▶ [WHAT NEEDS TO BE DONE] Pick up at the line with "Where can you". Write it out exactly, along with each later line through the end of the data, and nothing more.
<<<<
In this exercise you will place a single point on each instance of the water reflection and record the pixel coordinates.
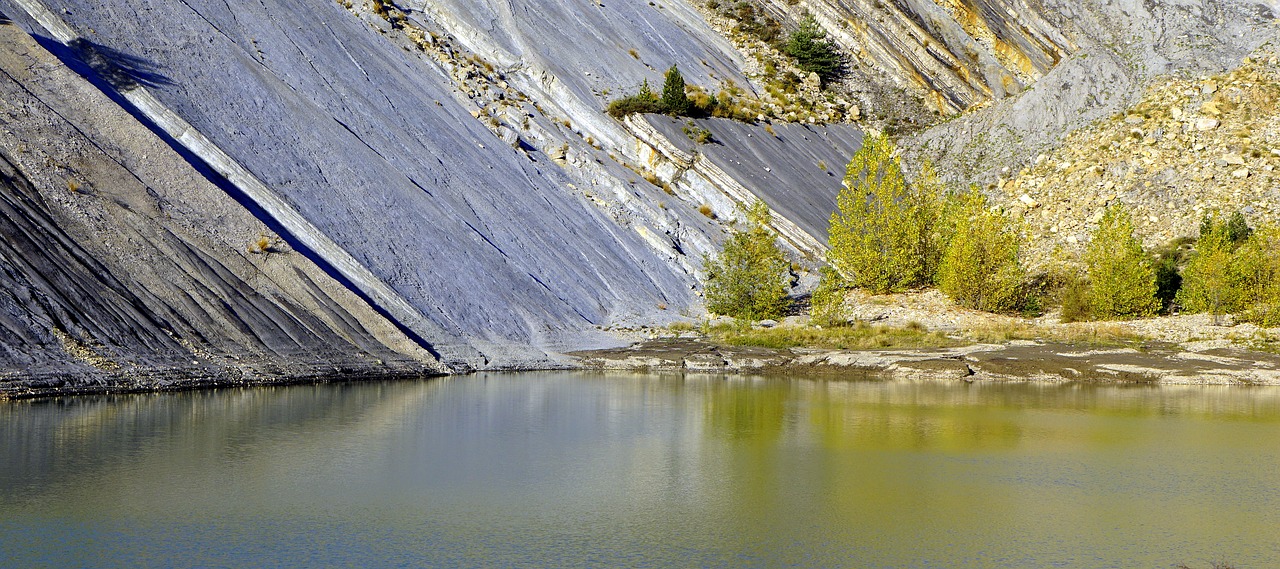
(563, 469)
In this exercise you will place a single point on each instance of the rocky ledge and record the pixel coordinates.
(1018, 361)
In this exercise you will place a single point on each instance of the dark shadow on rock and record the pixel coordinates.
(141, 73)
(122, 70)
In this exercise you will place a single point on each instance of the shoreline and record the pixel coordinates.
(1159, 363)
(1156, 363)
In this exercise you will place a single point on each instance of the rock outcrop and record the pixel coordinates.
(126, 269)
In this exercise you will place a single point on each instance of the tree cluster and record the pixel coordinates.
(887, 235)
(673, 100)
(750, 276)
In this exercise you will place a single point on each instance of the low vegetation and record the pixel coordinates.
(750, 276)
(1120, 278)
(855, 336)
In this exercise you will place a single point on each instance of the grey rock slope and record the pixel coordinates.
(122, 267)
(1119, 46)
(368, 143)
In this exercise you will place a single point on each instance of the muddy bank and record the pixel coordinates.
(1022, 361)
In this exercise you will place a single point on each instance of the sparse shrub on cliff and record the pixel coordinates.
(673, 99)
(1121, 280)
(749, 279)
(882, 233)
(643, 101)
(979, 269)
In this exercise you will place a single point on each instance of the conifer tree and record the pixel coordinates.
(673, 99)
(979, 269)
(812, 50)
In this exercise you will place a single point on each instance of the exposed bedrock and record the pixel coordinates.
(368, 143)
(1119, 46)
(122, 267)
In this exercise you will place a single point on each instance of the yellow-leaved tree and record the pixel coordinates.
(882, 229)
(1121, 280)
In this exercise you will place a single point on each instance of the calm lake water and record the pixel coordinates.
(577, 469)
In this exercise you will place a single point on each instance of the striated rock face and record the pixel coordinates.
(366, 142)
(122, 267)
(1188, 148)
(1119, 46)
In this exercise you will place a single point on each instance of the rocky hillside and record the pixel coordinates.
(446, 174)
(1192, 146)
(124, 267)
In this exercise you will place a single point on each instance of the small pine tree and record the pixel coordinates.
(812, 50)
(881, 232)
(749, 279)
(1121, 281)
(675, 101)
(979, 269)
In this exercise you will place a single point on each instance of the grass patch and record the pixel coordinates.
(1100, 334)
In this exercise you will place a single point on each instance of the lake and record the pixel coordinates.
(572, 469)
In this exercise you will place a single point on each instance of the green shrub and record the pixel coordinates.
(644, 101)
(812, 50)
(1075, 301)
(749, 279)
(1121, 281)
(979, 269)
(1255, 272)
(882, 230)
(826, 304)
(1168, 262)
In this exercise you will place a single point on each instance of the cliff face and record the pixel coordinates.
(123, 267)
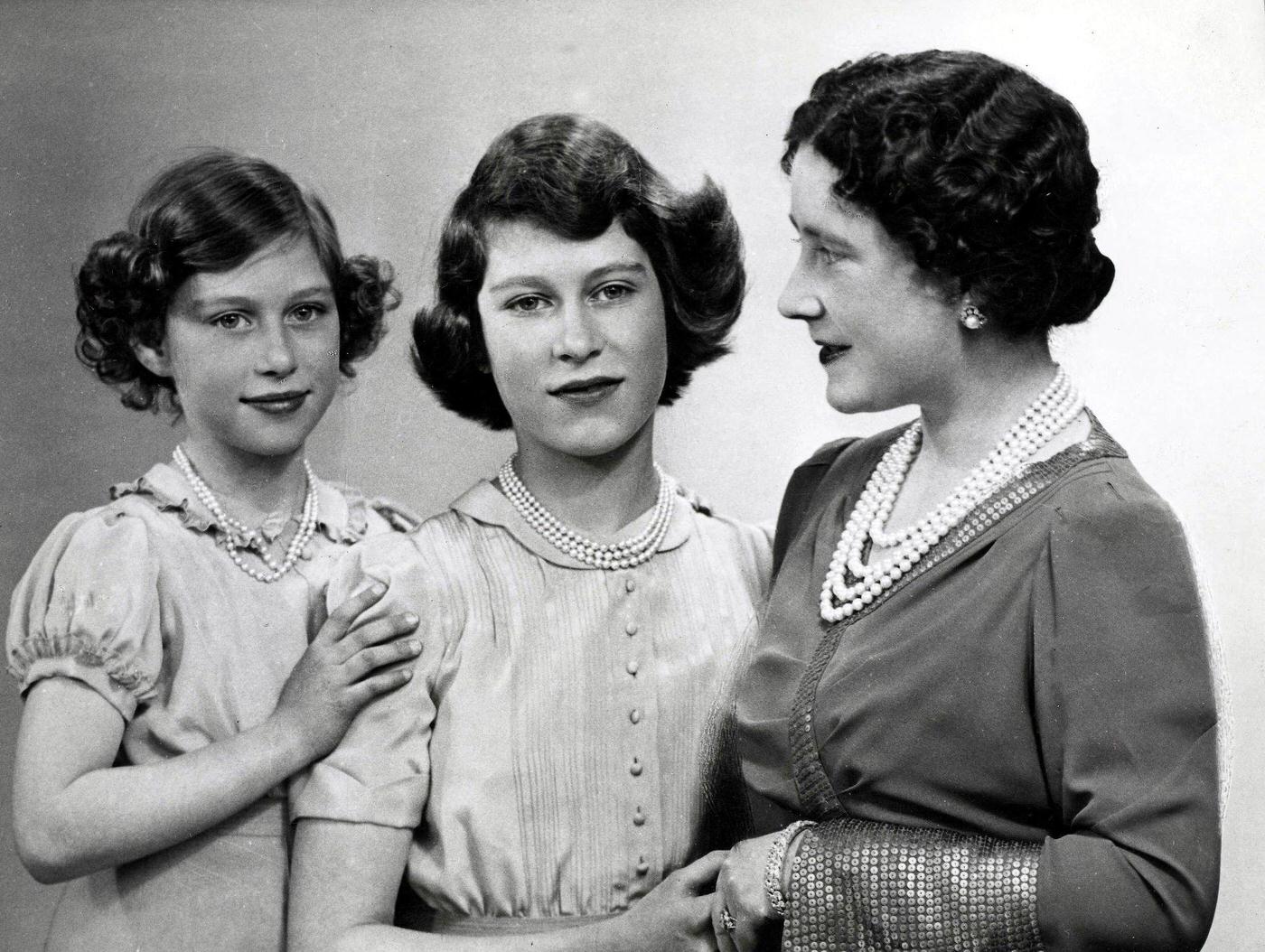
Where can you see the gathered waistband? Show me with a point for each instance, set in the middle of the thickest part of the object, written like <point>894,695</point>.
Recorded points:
>>>>
▶ [TASK OUTPUT]
Where can you see the gathered waistband? Show me with a point for each instance, set in the middle of the thickest part of the object, written like <point>894,695</point>.
Recorded points:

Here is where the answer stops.